>> Start Selected extract

Starting a restaurant from scratch is a lot of work. You need to find a location, purchase equipment, obtain licenses and permits, build a loyal customer base – and that’s just the start. You don’t have to start a restaurant yourself, though. A lot of would-be owners should consider buying an existing one.
Purchasing a restaurant helps alleviate a lot of the initial issues when starting a restaurant, and you may consider buying a bar / restaurant that you frequent often. When you go into a local establishment and find that it’s always filled with patrons laughing and drinking, it may seem like a good choice for a purchase.
But there are a lot of questions to ask when buying a business. If you’re looking for a restaurant to purchase, you must-know the following facts:
1. Why is the Owner Selling the Restaurant?
One of the most important questions to ask when buying a restaurant is: why is the owner selling? You'll find that owners may be reluctant to answer this question in full truth because the truth may impact the sale of the business.
Owners may be relocating, and in this case, operating the restaurant may no longer be viable.
Along with the owner’s answer, you’ll also want to take your time to create your own restaurant due diligence checklist. Some of the many items on your list should be finding out the answers to the following questions:
- Has the neighborhood been changing?
- Has crime in the area risen?
- Has the reputation of the restaurant declined in recent months?
- Has there been a major increase in competition?
You'll need to do your own research here so that you can have a clear picture of why the restaurant owner wants to sell.
2. You’ll Be Owning All of the Assets
If you don’t know how to value a restaurant, you may not know that assets are part of the valuation. These items may have immense value, and when they’re conveyed in the sale of the establishment, you need to know the condition of the equipment. You have the right during the restaurant purchasing process to have someone come in and inspect all of the equipment.
It's important that someone with knowledge of the business assess all of the assets to ensure that they’re still in operable condition. If the assets are still in good condition, that’s a good thing.

>> End Selected extract
>> Start Information given

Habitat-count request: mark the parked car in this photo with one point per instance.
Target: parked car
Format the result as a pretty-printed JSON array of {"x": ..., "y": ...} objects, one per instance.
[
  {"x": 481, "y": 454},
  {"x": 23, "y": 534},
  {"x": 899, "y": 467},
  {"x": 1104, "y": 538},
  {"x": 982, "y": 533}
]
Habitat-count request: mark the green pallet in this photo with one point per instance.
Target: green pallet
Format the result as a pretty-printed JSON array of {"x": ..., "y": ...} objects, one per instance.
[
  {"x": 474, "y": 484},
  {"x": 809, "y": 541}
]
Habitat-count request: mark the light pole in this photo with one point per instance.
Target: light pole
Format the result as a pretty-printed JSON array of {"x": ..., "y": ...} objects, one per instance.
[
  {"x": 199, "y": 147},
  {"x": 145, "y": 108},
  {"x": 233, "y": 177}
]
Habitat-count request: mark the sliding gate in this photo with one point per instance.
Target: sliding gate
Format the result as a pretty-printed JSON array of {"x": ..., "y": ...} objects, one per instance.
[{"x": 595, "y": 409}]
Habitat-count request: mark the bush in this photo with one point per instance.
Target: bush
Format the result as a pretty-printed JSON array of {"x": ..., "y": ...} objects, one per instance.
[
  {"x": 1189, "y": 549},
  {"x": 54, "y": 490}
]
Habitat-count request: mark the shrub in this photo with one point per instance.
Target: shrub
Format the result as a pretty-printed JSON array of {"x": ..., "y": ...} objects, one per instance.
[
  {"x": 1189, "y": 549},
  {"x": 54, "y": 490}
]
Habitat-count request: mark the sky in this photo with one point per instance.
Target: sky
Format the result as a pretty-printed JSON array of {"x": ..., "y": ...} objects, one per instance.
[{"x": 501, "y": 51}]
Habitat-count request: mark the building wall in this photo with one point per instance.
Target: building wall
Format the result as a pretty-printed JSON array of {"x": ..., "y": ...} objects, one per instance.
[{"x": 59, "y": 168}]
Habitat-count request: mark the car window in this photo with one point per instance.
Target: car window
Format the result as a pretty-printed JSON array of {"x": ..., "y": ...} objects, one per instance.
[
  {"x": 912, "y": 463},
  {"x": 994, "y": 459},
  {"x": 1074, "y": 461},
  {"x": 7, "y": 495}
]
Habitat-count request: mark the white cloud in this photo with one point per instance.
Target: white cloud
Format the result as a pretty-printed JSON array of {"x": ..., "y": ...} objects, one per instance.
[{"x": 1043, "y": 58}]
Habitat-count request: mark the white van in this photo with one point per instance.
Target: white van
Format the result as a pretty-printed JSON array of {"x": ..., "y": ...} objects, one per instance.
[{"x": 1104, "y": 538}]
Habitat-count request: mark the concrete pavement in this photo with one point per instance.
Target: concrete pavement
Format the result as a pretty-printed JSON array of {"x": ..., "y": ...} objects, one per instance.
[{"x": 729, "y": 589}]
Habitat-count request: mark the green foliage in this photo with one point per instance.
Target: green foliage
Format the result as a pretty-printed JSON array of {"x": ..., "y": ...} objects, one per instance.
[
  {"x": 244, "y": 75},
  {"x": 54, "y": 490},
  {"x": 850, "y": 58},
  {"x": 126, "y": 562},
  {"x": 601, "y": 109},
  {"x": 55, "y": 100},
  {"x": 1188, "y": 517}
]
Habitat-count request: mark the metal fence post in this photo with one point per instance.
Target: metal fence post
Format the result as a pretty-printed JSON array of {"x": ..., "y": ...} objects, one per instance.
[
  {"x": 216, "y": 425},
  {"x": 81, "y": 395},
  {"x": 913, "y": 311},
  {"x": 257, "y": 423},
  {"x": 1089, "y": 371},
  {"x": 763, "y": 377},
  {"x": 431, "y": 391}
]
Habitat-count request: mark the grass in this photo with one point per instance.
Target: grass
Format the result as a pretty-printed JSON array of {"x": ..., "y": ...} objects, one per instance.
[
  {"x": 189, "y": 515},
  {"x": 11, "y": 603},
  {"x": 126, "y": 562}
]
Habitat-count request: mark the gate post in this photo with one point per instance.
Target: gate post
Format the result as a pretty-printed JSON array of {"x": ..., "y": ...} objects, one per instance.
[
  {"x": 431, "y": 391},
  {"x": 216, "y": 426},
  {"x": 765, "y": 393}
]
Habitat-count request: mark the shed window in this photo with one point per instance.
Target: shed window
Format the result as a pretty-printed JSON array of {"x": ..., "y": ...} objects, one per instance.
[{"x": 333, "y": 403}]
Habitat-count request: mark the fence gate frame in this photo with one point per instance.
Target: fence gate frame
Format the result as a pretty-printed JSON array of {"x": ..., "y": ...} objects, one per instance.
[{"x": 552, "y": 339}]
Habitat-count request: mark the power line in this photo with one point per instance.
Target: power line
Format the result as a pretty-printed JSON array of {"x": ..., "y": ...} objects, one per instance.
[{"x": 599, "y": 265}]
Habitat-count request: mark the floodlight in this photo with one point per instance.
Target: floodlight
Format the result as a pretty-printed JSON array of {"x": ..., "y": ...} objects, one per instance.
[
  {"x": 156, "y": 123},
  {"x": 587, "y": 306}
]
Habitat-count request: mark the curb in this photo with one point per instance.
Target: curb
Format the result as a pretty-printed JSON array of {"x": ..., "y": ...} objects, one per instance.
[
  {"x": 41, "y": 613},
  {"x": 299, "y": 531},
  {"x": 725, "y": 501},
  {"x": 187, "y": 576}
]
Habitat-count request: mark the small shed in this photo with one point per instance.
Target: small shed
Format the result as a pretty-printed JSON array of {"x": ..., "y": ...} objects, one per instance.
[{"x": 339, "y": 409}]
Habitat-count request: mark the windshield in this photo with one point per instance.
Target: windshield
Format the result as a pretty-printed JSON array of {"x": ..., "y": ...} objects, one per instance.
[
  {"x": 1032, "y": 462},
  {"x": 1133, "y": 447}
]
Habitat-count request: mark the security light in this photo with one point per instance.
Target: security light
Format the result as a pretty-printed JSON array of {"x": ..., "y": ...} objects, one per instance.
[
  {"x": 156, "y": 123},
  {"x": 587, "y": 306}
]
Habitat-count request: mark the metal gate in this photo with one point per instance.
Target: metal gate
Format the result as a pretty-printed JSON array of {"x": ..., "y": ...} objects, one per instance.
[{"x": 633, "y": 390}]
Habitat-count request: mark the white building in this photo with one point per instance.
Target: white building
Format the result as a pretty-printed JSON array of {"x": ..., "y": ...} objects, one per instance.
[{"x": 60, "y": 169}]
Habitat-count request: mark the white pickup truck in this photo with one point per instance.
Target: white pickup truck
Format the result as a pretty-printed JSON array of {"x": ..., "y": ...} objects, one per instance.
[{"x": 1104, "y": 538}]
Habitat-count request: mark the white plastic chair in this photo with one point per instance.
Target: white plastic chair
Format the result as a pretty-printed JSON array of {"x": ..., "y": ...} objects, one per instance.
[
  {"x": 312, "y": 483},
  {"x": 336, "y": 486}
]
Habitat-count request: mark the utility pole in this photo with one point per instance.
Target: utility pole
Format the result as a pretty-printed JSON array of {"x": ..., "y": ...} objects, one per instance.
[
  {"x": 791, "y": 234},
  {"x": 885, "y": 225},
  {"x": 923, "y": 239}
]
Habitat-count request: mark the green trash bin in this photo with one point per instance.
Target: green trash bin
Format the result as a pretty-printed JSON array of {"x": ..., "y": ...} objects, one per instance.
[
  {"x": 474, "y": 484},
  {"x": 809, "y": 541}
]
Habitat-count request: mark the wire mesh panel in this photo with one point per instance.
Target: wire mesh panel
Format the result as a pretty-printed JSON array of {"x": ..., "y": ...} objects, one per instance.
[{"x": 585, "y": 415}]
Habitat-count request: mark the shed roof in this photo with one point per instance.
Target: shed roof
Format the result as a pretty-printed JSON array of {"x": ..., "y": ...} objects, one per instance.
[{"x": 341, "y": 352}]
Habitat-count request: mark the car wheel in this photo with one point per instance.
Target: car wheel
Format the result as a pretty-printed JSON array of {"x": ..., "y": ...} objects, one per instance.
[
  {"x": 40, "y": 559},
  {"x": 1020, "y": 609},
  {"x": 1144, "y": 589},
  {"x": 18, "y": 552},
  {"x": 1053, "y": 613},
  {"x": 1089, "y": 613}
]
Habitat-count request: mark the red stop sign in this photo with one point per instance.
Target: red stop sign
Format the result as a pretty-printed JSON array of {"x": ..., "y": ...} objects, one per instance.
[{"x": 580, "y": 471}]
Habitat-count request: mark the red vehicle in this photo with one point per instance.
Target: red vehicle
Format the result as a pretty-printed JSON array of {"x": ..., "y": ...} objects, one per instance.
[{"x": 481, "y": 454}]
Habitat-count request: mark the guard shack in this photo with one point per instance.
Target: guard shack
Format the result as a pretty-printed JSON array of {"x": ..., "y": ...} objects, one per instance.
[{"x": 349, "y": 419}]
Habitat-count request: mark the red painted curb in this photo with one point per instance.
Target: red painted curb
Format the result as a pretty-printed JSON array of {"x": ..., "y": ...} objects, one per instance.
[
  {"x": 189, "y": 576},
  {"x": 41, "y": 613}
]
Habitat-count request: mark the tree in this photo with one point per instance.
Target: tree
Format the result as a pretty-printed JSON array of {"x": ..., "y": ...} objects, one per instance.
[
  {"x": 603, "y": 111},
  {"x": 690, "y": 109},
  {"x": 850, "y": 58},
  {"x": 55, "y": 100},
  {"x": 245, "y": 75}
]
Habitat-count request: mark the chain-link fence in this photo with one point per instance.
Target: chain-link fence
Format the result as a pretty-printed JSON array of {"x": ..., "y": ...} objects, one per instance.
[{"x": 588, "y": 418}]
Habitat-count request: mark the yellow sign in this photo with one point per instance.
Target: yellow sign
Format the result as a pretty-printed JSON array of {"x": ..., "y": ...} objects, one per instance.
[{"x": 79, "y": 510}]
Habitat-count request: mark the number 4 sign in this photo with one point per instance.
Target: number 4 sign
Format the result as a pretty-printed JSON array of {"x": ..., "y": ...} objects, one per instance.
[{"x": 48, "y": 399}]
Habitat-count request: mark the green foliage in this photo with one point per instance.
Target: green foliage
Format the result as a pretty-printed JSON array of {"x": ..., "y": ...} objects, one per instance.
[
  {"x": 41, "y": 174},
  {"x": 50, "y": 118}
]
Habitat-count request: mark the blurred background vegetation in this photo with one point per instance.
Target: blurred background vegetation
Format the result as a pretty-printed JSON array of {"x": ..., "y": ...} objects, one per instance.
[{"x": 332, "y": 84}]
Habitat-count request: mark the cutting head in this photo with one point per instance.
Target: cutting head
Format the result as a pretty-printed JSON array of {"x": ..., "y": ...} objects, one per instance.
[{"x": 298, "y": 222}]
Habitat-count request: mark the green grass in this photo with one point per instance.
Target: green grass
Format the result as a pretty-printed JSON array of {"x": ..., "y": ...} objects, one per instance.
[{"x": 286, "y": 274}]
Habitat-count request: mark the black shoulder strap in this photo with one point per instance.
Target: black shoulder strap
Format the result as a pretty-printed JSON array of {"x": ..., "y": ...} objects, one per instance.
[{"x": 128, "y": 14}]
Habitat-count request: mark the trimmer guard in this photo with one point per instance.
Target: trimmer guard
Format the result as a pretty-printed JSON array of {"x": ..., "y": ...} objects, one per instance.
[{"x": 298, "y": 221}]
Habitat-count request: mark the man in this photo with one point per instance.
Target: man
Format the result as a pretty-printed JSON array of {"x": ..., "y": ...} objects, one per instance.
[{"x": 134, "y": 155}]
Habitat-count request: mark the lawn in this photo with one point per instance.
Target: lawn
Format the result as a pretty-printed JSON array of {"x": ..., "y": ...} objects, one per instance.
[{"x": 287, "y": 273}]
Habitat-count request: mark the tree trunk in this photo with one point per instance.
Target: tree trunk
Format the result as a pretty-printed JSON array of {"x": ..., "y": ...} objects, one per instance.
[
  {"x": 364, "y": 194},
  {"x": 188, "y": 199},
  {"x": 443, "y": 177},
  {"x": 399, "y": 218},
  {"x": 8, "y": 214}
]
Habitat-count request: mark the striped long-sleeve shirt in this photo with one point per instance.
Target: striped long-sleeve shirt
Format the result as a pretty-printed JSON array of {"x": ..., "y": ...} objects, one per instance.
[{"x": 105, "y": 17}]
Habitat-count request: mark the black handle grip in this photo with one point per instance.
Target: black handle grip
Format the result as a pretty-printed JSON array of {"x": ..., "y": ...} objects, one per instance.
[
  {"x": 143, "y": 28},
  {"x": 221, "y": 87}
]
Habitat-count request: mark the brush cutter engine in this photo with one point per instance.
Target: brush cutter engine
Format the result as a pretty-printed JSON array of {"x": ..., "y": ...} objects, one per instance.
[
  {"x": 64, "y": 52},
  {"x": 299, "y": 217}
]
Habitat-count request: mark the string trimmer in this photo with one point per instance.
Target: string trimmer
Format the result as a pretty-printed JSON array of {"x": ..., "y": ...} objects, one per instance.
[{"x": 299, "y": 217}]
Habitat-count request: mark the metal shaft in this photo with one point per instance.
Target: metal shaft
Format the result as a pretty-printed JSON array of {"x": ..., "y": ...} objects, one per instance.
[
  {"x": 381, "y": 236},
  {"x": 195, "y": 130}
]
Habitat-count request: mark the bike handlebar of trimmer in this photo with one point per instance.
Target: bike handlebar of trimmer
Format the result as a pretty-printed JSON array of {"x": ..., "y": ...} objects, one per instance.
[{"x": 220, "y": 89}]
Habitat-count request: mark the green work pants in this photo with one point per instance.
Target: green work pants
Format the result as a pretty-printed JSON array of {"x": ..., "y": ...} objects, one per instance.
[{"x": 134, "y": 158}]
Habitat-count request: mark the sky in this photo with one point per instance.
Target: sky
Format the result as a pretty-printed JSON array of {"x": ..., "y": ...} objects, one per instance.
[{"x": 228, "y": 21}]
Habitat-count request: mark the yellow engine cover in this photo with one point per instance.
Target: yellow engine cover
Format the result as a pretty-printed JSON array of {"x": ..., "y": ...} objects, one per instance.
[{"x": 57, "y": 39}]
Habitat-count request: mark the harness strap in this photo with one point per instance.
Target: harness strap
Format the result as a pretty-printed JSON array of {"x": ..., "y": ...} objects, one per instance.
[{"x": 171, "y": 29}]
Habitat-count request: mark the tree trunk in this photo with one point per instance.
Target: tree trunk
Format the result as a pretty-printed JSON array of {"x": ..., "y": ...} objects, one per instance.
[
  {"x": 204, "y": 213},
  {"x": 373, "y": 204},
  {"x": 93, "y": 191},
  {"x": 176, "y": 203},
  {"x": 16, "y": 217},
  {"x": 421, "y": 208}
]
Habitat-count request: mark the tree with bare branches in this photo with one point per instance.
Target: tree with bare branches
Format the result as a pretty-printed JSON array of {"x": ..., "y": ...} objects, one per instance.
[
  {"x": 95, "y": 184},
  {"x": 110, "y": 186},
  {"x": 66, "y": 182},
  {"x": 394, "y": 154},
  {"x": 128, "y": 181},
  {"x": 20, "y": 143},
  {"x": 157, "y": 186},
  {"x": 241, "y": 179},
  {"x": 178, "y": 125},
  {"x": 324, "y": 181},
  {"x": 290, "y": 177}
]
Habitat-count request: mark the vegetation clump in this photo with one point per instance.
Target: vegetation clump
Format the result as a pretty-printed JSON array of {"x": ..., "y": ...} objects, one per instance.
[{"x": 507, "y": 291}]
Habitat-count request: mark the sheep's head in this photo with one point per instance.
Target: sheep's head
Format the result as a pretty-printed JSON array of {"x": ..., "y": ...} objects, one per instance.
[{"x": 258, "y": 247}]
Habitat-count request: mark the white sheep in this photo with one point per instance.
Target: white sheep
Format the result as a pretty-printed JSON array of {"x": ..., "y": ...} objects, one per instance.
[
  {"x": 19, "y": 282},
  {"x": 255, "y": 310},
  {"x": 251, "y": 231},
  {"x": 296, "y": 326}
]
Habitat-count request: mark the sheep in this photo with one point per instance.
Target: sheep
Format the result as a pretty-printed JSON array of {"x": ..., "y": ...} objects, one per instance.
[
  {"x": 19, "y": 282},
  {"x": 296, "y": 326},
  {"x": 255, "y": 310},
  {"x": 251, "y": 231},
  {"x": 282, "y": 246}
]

>> End Information given

• What needs to be done: Carry on the article about buying an existing restaurant from its last sentence. Nothing in the data is needed here.

• Task result:
If not, you can request that the items be repaired or replaced. Owners that are not willing to do this may be willing to lower the sales price to compensate for the broken equipment.
A few questions you’ll want to ask are:
- When was the equipment purchased?
- Does any of the equipment have any issues?
- When was the equipment last repaired?
- Does any of the equipment still have a warranty?
3. Liquor Licenses May or May Not Transfer
Buying a business means that you’ll be able to gain access to vendor and contract agreements, insurance policies and business licenses as well as intellectual property assets unless otherwise noted.
Liquor licenses may or may not be difficult to obtain in your city. You must inquire, with the city, if the license will transfer with the purchase of the business. In some states, it’s very difficult to obtain a liquor license, and if the license is not transferrable, you may be missing out on a lot of potential revenue.
In this case, the business valuation cannot include liquor sales because you may have to shut down all sales of alcohol until you receive a license.
You also have to consider the local crowd. If people seem to go to the establishment on Sunday, Monday or Thursday during the fall and that’s because they’re watching sports on the big screen, will these individuals still go to the restaurant if you’re no longer legally allowed to sell liquor?
4. You’re Liable for All Liabilities, Too
You’re in an exciting position to become the owner of a thriving business, but while the outside of the business may seem great, you have to dig deeper into what’s happening behind the scenes. The seller’s lawyer is going to work on the seller’s behalf, so you need to be very diligent to protect yourself during the purchase.
When a business is purchased, you’ll acquire:
- Tax liabilities
- Health code violations
- Labor code violations
You'll also be required to meet all of the financial obligations of the business, such as:
- Accounts payable
Everything will be your responsibility, and if staff is owed $15,000, you’ll be responsible for paying them. You'll also want to inquire about the lease terms when making a purchase. This should be done by taking directly to the owner of the building.
Perhaps the owner of the building will not resign a lease, so the owner is selling due to having to relocate knowing that location is what really makes the business special.
5. Non-compete Agreements are Common
When signing a contract, you can request that the seller sign a non-compete clause. A scenario where this might be applicable is when the owner states that they’re shutting down the business and staying local.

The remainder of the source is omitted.